What this task involves: Can you resize everything from the line containing "Query: concrete viewing platform" down to the line containing "(1171, 621)", both ends included? Write out every one of those lines again, changing only the coordinates, each multiplied by 0.9 and rounded to a whole number with halves rounded up.

====== Data listing ======

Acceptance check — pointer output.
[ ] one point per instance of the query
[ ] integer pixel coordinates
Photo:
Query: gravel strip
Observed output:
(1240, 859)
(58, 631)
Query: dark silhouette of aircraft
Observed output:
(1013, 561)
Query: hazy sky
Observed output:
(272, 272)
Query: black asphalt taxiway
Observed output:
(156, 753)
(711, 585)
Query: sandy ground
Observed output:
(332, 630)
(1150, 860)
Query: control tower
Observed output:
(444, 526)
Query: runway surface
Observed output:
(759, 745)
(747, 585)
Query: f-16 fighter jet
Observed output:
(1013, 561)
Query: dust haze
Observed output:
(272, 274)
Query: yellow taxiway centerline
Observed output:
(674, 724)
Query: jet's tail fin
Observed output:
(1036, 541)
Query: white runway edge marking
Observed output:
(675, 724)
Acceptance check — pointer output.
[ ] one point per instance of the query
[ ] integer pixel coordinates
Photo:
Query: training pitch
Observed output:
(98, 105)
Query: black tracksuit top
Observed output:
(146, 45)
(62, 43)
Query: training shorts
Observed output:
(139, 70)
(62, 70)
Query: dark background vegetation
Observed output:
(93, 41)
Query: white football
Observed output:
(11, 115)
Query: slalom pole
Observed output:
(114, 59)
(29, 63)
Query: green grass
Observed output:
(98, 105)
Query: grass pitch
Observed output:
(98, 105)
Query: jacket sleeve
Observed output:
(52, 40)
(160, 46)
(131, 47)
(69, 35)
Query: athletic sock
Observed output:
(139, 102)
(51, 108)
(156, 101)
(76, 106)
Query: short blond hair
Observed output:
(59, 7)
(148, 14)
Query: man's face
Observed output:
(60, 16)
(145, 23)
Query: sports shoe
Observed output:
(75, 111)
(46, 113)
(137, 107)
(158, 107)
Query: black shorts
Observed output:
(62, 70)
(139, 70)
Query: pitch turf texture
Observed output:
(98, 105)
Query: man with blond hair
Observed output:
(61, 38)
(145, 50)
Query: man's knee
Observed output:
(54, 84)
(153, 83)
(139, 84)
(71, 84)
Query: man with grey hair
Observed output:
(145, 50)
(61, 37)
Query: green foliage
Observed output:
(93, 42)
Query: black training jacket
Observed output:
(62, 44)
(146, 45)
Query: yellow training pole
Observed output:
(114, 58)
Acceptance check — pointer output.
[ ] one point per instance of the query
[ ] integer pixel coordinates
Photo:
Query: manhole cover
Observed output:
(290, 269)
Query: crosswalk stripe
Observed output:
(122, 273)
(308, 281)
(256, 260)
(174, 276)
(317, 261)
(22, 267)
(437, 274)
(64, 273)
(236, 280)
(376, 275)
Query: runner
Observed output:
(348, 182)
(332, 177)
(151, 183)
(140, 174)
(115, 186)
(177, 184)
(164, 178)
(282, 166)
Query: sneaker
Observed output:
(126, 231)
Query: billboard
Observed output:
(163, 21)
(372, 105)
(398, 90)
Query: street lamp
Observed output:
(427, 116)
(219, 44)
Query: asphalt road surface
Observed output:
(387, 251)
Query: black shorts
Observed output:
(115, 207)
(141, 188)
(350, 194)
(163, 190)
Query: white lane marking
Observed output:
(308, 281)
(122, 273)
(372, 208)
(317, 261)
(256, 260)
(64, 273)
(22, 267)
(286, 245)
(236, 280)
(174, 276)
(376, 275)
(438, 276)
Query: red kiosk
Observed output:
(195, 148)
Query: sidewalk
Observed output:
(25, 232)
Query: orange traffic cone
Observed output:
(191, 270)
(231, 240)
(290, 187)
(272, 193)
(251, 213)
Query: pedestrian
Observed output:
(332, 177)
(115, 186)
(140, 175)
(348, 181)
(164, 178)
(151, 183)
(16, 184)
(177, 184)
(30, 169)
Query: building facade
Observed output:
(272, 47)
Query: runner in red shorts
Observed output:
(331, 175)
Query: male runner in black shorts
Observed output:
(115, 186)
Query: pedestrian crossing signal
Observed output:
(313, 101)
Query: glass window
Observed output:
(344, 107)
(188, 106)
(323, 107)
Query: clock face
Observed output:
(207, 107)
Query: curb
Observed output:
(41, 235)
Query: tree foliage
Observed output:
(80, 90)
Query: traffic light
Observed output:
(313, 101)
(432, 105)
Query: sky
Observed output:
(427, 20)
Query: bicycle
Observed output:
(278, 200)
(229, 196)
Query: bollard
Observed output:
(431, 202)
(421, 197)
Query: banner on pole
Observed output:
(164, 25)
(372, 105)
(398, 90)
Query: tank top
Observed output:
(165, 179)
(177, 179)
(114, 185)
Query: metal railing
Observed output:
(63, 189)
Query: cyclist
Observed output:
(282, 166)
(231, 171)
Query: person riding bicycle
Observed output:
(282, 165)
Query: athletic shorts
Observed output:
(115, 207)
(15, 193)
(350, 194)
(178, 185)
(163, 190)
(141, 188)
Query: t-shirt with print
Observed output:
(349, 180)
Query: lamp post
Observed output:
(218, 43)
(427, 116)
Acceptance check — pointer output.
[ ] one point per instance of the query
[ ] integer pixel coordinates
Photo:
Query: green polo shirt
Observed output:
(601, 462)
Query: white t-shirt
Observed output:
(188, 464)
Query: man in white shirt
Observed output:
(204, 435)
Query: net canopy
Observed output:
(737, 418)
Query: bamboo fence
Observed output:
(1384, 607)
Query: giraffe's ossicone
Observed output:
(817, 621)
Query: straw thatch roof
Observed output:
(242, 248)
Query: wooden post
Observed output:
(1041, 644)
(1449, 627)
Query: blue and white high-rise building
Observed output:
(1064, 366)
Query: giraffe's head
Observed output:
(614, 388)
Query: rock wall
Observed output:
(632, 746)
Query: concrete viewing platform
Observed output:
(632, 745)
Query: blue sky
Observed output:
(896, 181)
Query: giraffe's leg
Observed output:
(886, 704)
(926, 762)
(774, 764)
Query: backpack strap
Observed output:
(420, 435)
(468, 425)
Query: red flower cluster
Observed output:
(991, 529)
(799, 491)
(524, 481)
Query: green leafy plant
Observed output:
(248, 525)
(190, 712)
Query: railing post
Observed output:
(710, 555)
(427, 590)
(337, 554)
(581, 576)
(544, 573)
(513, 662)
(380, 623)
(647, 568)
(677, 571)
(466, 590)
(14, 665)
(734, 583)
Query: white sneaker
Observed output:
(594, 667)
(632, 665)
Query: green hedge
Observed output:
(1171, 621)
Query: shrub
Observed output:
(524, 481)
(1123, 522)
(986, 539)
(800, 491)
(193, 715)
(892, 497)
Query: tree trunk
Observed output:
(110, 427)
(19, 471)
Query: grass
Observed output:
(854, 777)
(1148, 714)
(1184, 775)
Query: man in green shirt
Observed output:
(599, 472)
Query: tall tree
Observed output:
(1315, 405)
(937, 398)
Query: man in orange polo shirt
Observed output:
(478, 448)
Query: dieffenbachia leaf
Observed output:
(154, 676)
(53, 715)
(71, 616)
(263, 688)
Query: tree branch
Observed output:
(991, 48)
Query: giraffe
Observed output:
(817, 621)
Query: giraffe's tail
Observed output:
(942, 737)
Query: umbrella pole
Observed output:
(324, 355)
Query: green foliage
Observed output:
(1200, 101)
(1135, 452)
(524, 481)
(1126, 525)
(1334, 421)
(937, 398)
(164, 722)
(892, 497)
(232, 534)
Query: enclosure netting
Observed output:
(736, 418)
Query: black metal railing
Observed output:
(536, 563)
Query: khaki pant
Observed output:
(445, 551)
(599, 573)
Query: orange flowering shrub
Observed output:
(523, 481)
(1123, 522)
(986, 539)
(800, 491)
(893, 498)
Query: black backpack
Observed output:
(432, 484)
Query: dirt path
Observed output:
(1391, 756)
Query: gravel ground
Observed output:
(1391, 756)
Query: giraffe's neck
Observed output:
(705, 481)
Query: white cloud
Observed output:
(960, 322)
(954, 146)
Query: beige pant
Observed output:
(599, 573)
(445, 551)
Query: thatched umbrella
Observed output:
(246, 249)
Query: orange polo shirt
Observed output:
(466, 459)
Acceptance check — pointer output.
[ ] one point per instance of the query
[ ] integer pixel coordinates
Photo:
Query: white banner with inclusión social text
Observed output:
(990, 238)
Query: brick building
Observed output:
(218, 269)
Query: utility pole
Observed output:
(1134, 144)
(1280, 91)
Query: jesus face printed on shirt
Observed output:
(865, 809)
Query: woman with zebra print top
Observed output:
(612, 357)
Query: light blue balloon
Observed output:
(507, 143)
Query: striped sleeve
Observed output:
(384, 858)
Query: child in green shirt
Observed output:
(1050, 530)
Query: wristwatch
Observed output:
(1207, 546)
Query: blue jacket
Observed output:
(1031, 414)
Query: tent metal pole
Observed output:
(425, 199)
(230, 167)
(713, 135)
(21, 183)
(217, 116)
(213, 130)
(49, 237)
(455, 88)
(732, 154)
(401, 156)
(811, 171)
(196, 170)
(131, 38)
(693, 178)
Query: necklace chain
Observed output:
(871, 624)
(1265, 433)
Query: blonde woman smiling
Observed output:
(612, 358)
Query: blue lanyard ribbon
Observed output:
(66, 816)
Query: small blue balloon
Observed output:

======

Output below:
Query: concrete viewing platform
Observed output:
(569, 671)
Query: blue sky
Observed output:
(806, 163)
Query: giraffe's leg
Observed output:
(797, 634)
(833, 686)
(697, 688)
Query: backpack strap
Observed output:
(378, 392)
(421, 383)
Query: red flower cluster
Observed output:
(892, 476)
(719, 442)
(472, 433)
Query: green leafy plant
Observed output:
(223, 473)
(171, 641)
Query: railing post
Observed output:
(639, 500)
(384, 531)
(303, 499)
(523, 518)
(490, 516)
(462, 596)
(342, 561)
(582, 511)
(609, 514)
(419, 531)
(13, 599)
(661, 525)
Query: white sneaker
Observed output:
(535, 600)
(569, 599)
Query: green hedge
Observed output:
(1054, 559)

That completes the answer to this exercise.